**GOAL OF THE EXERCISE**: Set down the records once more, please, exactly and with the pictures left out.

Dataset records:
= Beginning of Section =
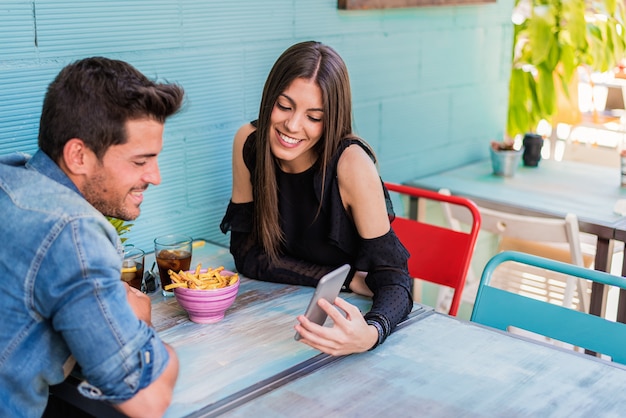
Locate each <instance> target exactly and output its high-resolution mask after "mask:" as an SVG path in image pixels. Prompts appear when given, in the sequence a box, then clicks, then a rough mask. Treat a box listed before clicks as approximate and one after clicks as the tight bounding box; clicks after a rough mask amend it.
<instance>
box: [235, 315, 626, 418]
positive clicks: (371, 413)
mask: <svg viewBox="0 0 626 418" xmlns="http://www.w3.org/2000/svg"><path fill="white" fill-rule="evenodd" d="M625 388H626V369H625V368H624V367H622V366H620V365H617V364H614V363H610V362H608V361H605V360H601V359H597V358H594V357H591V356H587V355H584V354H580V353H575V352H571V351H565V350H561V349H558V348H554V347H550V346H547V345H543V344H539V343H535V342H531V341H528V340H525V339H521V338H518V337H515V336H512V335H510V334H505V333H502V332H499V331H495V330H491V329H488V328H485V327H481V326H479V325H475V324H473V323H469V322H465V321H461V320H458V319H456V318H453V317H449V316H446V315H442V314H439V313H432V312H430V313H429V314H427V315H425V316H422V317H420V318H417V319H416V320H415V321H413V322H412V323H411V324H410V325H408V326H406V327H404V328H401V329H398V330H397V331H396V332H394V333H393V334H392V335H391V336H390V337H389V338H388V339H387V341H386V342H385V343H384V344H383V345H382V346H380V347H379V348H377V349H376V350H374V351H370V352H366V353H362V354H357V355H352V356H348V357H344V358H342V359H340V360H338V361H336V362H334V363H332V364H330V365H328V366H326V367H324V368H322V369H319V370H317V371H315V372H314V373H311V374H308V375H306V376H304V377H302V378H300V379H297V380H294V381H292V382H290V383H288V384H286V385H284V386H282V387H280V388H277V389H275V390H273V391H272V392H269V393H267V394H265V395H264V396H261V397H259V398H257V399H254V400H252V401H250V402H248V403H246V404H244V405H242V406H240V407H238V408H236V409H234V410H231V411H228V412H226V414H225V415H224V416H229V417H249V416H271V417H292V416H294V415H296V414H297V415H298V416H306V417H329V416H341V417H366V416H367V417H369V416H371V417H374V416H381V417H382V416H385V417H399V416H425V417H426V416H427V417H445V418H448V417H459V416H465V417H522V416H523V417H529V416H535V417H583V416H601V417H619V416H624V411H626V396H625V395H624V389H625Z"/></svg>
= End of Section =
**SOLUTION TO THIS PROBLEM**:
Locate each <instance> target exactly and output its high-resolution mask after "mask:" as an SVG path in image pixels. Prompts appear when given, in the sequence a box, then clicks, then a rough mask. Treat a box listed before clicks as approximate and one after clicks as the tight bounding box; clicks after a rough mask amend it.
<instance>
box: [235, 315, 626, 418]
positive clicks: (371, 413)
mask: <svg viewBox="0 0 626 418" xmlns="http://www.w3.org/2000/svg"><path fill="white" fill-rule="evenodd" d="M625 388H626V369H625V368H624V367H622V366H620V365H617V364H614V363H610V362H608V361H605V360H601V359H597V358H594V357H591V356H587V355H584V354H580V353H575V352H571V351H565V350H561V349H558V348H554V347H550V346H547V345H543V344H539V343H535V342H531V341H528V340H525V339H521V338H518V337H515V336H512V335H510V334H505V333H502V332H499V331H495V330H491V329H488V328H485V327H481V326H479V325H475V324H473V323H469V322H465V321H461V320H458V319H456V318H453V317H449V316H446V315H442V314H439V313H432V312H430V313H429V314H427V315H425V316H422V317H420V318H417V319H416V320H415V321H413V322H412V323H411V324H410V325H408V326H406V327H404V328H401V329H398V330H397V331H396V332H394V333H393V334H392V335H391V336H390V337H389V338H388V339H387V341H386V342H385V343H384V344H383V345H382V346H380V347H379V348H377V349H376V350H374V351H370V352H366V353H362V354H357V355H352V356H348V357H344V358H342V359H340V360H338V361H336V362H334V363H332V364H330V365H328V366H326V367H324V368H322V369H319V370H317V371H315V372H314V373H311V374H308V375H306V376H304V377H302V378H300V379H297V380H294V381H292V382H290V383H288V384H286V385H284V386H282V387H280V388H277V389H275V390H273V391H272V392H269V393H267V394H265V395H264V396H261V397H259V398H257V399H254V400H252V401H250V402H248V403H246V404H244V405H242V406H240V407H238V408H236V409H234V410H231V411H228V412H226V414H225V415H224V416H229V417H249V416H271V417H292V416H294V415H296V414H297V415H298V416H306V417H329V416H341V417H366V416H367V417H369V416H371V417H374V416H381V417H382V416H385V417H399V416H425V417H426V416H427V417H445V418H448V417H459V416H465V417H522V416H523V417H529V416H535V417H583V416H601V417H619V416H624V411H626V396H625V395H624V389H625Z"/></svg>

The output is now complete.